OBJECTIVE
Print every line of the data below without changing anything.

Labeled point records:
-*-
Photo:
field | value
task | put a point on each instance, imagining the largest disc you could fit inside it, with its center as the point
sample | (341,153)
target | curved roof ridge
-*-
OUTPUT OF THE EXERCISE
Photo:
field | value
task | put a point on each instance, imagining the largest disc you could fit inside it, with its center as the point
sample | (341,153)
target | curved roof ridge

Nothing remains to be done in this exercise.